» STATED EXERCISE: Recast the lines below as a Markdown table with the columns "n" and "Line", giving each row a number and omitting blank lines. Start at the first line and end after the one that contains "196 92 L 192".

» DATA SHOWN:
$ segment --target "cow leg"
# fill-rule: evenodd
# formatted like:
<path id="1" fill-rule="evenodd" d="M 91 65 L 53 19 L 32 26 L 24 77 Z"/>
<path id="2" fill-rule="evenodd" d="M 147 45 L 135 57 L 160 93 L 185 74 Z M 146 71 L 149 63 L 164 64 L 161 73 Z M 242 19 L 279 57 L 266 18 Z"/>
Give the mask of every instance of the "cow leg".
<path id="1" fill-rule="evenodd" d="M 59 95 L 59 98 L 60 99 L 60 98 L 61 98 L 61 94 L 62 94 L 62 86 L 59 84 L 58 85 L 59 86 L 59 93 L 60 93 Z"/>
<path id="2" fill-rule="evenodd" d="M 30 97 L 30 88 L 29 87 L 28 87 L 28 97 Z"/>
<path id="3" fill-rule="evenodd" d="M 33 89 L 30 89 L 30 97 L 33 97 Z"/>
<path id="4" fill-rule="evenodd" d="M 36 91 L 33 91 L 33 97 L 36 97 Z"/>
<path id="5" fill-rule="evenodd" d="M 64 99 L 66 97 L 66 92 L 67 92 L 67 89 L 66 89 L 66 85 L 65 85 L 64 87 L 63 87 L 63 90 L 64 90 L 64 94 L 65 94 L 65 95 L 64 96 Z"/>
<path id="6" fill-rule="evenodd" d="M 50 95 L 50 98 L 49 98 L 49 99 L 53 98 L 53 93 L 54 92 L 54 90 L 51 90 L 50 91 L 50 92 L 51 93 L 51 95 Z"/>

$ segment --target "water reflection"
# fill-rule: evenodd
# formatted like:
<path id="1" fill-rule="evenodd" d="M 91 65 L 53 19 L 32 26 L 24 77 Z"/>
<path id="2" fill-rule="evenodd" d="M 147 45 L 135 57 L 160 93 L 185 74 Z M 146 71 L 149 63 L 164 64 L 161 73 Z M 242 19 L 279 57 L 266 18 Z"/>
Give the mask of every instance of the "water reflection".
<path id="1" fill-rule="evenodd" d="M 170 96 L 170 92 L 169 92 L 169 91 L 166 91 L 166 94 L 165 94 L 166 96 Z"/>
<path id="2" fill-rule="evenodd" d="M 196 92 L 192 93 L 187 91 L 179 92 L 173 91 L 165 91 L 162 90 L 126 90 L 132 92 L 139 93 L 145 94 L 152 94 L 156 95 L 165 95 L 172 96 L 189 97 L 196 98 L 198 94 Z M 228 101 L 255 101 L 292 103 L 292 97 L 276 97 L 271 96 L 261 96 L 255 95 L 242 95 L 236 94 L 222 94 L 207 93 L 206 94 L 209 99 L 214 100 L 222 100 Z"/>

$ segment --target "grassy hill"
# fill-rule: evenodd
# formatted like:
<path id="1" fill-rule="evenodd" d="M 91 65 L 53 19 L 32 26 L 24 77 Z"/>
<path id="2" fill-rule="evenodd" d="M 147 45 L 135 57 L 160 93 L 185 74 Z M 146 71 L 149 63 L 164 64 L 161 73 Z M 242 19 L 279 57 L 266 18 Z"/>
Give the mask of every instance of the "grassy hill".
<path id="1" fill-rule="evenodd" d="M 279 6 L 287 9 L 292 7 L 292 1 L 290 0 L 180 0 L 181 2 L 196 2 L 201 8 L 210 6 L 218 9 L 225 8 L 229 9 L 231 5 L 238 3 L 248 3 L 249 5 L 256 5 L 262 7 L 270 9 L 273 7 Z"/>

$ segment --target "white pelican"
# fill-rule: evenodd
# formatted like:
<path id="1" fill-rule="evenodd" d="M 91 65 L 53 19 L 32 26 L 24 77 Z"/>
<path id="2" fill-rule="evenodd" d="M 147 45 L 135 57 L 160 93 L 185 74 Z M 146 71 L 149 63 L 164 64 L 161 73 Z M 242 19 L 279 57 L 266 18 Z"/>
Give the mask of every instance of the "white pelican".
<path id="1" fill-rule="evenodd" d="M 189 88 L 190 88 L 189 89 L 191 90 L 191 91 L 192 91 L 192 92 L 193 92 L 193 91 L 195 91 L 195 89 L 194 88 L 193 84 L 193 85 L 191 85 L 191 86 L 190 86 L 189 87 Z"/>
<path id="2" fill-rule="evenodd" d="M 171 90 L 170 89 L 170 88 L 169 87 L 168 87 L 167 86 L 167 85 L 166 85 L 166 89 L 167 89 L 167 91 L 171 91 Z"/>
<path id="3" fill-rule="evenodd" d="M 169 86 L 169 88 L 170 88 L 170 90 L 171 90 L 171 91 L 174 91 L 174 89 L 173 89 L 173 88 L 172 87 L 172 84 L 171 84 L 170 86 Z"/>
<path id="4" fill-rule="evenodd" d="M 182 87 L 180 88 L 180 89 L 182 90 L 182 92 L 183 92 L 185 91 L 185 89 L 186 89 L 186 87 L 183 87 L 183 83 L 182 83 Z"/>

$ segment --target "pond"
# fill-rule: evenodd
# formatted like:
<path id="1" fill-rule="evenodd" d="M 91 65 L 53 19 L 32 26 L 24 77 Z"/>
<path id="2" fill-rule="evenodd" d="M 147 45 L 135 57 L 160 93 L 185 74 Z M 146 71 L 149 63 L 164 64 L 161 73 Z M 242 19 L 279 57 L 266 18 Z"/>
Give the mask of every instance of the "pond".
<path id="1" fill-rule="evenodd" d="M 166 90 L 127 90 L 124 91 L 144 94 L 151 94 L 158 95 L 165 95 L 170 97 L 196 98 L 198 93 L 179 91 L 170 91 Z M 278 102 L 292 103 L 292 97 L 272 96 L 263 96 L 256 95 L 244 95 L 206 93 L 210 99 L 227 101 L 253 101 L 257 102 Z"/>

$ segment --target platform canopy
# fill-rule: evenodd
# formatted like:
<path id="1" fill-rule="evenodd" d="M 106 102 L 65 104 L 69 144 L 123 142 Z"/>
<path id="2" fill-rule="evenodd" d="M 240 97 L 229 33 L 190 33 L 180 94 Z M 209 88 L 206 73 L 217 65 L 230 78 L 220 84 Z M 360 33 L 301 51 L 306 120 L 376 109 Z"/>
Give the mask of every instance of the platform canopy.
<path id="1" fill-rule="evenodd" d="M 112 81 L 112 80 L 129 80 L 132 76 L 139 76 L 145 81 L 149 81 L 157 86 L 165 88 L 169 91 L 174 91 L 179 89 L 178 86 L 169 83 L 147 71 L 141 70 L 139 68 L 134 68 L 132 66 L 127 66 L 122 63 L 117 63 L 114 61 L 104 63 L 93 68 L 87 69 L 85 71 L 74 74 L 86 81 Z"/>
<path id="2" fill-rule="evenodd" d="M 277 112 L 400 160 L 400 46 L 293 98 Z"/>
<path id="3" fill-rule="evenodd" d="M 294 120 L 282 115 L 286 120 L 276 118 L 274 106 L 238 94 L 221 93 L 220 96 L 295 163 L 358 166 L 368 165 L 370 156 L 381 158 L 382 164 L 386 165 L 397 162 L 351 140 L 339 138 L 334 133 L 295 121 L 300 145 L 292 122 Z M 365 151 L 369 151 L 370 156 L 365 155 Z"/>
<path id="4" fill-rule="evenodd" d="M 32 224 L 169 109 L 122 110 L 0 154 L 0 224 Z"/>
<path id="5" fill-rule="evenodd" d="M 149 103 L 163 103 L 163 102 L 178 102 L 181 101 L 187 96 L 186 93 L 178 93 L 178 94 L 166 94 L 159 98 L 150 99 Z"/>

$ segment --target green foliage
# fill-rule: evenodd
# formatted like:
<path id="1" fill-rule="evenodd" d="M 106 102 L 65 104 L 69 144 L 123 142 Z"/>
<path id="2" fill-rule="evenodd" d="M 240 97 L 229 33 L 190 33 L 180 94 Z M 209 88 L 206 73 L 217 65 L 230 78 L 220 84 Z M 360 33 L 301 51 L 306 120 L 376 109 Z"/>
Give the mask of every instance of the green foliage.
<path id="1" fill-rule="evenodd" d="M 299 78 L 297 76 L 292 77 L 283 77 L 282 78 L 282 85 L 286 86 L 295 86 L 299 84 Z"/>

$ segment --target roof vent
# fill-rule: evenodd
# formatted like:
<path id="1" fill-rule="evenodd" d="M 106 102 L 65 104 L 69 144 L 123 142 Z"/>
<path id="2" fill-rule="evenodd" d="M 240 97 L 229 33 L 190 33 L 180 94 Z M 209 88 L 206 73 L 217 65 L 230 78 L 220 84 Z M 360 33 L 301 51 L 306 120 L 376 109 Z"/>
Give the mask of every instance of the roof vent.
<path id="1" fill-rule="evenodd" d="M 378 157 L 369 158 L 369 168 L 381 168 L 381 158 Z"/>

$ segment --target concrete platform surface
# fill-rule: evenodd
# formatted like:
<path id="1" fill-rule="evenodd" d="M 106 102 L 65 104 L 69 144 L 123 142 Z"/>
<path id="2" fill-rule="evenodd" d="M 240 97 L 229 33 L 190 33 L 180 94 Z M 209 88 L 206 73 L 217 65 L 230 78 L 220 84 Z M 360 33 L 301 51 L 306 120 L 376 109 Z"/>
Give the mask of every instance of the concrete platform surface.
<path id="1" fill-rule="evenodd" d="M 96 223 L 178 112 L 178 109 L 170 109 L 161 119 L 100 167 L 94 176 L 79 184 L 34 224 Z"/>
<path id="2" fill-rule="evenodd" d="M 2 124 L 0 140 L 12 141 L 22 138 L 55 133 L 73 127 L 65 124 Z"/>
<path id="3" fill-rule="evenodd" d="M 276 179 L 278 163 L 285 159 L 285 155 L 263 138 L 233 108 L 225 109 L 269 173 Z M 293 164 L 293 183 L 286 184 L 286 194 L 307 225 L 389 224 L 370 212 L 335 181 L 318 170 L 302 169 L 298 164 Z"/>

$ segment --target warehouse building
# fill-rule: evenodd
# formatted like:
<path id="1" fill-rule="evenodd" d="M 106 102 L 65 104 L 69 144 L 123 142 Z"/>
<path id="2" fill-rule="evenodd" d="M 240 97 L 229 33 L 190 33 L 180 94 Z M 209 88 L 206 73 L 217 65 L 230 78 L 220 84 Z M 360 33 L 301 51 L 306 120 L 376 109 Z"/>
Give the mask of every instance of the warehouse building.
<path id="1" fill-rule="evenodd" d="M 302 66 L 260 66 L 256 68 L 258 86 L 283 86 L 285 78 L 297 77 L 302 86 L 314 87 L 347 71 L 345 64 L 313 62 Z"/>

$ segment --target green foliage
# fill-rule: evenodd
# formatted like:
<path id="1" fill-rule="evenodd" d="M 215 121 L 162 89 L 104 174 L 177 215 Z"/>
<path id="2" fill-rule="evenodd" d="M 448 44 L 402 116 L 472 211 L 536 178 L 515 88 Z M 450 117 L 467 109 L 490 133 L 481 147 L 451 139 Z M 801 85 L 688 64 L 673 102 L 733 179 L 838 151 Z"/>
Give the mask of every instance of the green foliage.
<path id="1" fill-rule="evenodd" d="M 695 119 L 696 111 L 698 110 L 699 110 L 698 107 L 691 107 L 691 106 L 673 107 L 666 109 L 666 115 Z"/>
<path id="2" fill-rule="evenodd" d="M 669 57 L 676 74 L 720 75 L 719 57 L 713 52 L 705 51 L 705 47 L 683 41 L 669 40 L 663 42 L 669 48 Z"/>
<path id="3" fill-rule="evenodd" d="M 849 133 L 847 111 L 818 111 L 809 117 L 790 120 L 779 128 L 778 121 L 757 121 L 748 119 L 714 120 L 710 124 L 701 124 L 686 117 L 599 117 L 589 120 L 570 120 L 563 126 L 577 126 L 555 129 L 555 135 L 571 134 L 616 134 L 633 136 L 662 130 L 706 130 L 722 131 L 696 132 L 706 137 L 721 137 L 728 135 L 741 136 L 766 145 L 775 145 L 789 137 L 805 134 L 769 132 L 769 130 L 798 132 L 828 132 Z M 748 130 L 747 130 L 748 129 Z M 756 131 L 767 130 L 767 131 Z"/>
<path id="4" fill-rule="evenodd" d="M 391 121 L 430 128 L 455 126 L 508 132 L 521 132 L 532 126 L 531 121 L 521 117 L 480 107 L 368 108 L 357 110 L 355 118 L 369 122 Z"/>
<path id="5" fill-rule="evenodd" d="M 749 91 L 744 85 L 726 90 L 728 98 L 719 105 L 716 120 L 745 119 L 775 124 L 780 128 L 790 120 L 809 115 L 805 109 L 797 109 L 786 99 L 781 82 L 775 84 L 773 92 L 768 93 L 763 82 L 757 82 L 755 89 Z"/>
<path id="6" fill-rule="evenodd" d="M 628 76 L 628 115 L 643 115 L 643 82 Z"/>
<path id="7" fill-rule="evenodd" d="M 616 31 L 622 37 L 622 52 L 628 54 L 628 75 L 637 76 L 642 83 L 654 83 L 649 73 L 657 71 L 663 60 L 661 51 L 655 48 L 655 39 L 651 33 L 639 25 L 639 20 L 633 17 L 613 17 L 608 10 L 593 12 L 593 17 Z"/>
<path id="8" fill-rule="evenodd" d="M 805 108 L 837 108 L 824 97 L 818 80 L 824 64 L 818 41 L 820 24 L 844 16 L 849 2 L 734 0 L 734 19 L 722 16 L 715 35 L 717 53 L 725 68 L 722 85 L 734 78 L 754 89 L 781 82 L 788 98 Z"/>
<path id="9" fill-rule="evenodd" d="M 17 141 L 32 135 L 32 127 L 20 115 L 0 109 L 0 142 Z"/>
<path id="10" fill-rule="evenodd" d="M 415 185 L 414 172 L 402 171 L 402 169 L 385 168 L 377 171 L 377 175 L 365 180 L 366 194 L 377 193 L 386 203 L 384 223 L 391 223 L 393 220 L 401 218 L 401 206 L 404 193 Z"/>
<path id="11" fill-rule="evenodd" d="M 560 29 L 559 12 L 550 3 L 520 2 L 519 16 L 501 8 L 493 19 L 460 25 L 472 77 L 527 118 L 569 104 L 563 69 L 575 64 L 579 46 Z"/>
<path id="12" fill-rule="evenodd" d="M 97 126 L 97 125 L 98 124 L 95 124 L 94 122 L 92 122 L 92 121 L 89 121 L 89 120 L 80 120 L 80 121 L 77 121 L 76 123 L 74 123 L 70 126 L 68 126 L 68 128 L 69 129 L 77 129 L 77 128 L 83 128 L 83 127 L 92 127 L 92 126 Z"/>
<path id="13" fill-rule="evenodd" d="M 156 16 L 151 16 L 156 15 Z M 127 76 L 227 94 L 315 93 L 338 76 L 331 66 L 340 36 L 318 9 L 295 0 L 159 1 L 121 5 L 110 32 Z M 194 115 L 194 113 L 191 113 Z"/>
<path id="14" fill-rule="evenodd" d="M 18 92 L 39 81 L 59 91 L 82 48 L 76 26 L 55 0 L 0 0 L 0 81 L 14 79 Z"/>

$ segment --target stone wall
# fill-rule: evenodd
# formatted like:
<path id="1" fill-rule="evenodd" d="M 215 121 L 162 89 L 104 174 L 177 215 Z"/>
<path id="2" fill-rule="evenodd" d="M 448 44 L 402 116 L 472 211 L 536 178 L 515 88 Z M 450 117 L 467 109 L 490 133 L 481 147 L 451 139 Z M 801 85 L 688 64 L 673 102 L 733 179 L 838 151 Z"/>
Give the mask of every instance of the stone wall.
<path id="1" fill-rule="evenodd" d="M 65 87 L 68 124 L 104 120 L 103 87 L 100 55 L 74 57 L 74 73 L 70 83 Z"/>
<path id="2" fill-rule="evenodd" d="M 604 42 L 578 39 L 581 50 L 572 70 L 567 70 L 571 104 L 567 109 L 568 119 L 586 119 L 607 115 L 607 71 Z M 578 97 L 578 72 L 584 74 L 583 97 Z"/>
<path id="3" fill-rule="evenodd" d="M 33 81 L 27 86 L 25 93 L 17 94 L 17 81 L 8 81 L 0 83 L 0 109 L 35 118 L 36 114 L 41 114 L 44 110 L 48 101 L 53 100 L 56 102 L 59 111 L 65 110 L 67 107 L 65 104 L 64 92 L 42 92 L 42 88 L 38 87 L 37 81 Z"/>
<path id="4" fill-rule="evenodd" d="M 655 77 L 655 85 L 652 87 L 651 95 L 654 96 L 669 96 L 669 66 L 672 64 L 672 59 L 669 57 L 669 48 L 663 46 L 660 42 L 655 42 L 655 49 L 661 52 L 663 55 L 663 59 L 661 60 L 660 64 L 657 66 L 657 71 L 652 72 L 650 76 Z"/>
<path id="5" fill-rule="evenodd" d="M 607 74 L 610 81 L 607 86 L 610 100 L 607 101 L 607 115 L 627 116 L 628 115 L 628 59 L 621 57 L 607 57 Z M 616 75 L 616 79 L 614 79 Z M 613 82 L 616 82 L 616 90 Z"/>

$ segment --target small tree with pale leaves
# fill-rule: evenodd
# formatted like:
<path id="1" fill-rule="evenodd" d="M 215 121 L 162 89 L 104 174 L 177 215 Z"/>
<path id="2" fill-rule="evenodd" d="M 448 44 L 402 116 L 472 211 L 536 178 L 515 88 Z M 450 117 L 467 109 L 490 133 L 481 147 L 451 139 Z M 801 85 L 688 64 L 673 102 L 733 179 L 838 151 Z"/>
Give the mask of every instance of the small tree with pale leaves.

» RESULT OF THE TASK:
| n | Line |
|---|---|
| 1 | $ segment --target "cow leg" |
| 2 | # fill-rule: evenodd |
| 3 | # formatted like: |
| 4 | <path id="1" fill-rule="evenodd" d="M 91 65 L 53 19 L 32 26 L 24 77 Z"/> |
| 5 | <path id="2" fill-rule="evenodd" d="M 147 45 L 135 57 L 160 93 L 185 74 Z M 146 71 L 149 63 L 164 64 L 161 73 Z M 242 19 L 279 57 L 266 18 Z"/> |
| 6 | Give the mask of every instance of the "cow leg". |
| 7 | <path id="1" fill-rule="evenodd" d="M 59 95 L 59 98 L 60 99 L 60 98 L 61 98 L 61 94 L 62 94 L 62 86 L 59 84 L 58 85 L 59 86 L 59 93 L 60 93 Z"/> |
| 8 | <path id="2" fill-rule="evenodd" d="M 30 97 L 30 88 L 29 87 L 28 87 L 28 97 Z"/> |
| 9 | <path id="3" fill-rule="evenodd" d="M 33 89 L 30 89 L 30 97 L 33 97 Z"/> |
| 10 | <path id="4" fill-rule="evenodd" d="M 36 91 L 33 91 L 33 97 L 36 97 Z"/> |
| 11 | <path id="5" fill-rule="evenodd" d="M 64 99 L 66 97 L 66 92 L 67 92 L 67 89 L 66 89 L 66 85 L 65 85 L 64 87 L 63 87 L 63 90 L 64 90 L 64 94 L 65 94 L 65 95 L 64 96 Z"/> |
| 12 | <path id="6" fill-rule="evenodd" d="M 50 95 L 50 98 L 49 98 L 49 99 L 53 98 L 53 93 L 54 92 L 54 90 L 51 90 L 50 91 L 50 92 L 51 93 L 51 95 Z"/> |
| 13 | $ segment --target "water reflection" |
| 14 | # fill-rule: evenodd |
| 15 | # formatted like: |
| 16 | <path id="1" fill-rule="evenodd" d="M 91 65 L 53 19 L 32 26 L 24 77 Z"/> |
| 17 | <path id="2" fill-rule="evenodd" d="M 147 45 L 135 57 L 160 93 L 185 74 Z M 146 71 L 149 63 L 164 64 L 161 73 Z M 242 19 L 279 57 L 266 18 Z"/> |
| 18 | Give the mask of every instance of the "water reflection". |
| 19 | <path id="1" fill-rule="evenodd" d="M 170 96 L 170 92 L 169 92 L 169 91 L 166 91 L 166 94 L 165 94 L 166 96 Z"/> |
| 20 | <path id="2" fill-rule="evenodd" d="M 196 92 L 192 93 L 187 91 L 179 92 L 173 91 L 165 91 L 162 90 L 126 90 L 132 92 L 139 93 L 145 94 L 152 94 L 156 95 L 165 95 L 172 96 L 189 97 L 196 98 L 198 94 Z M 228 101 L 255 101 L 292 103 L 292 97 L 276 97 L 271 96 L 261 96 L 255 95 L 242 95 L 236 94 L 222 94 L 207 93 L 206 94 L 209 99 L 214 100 L 222 100 Z"/> |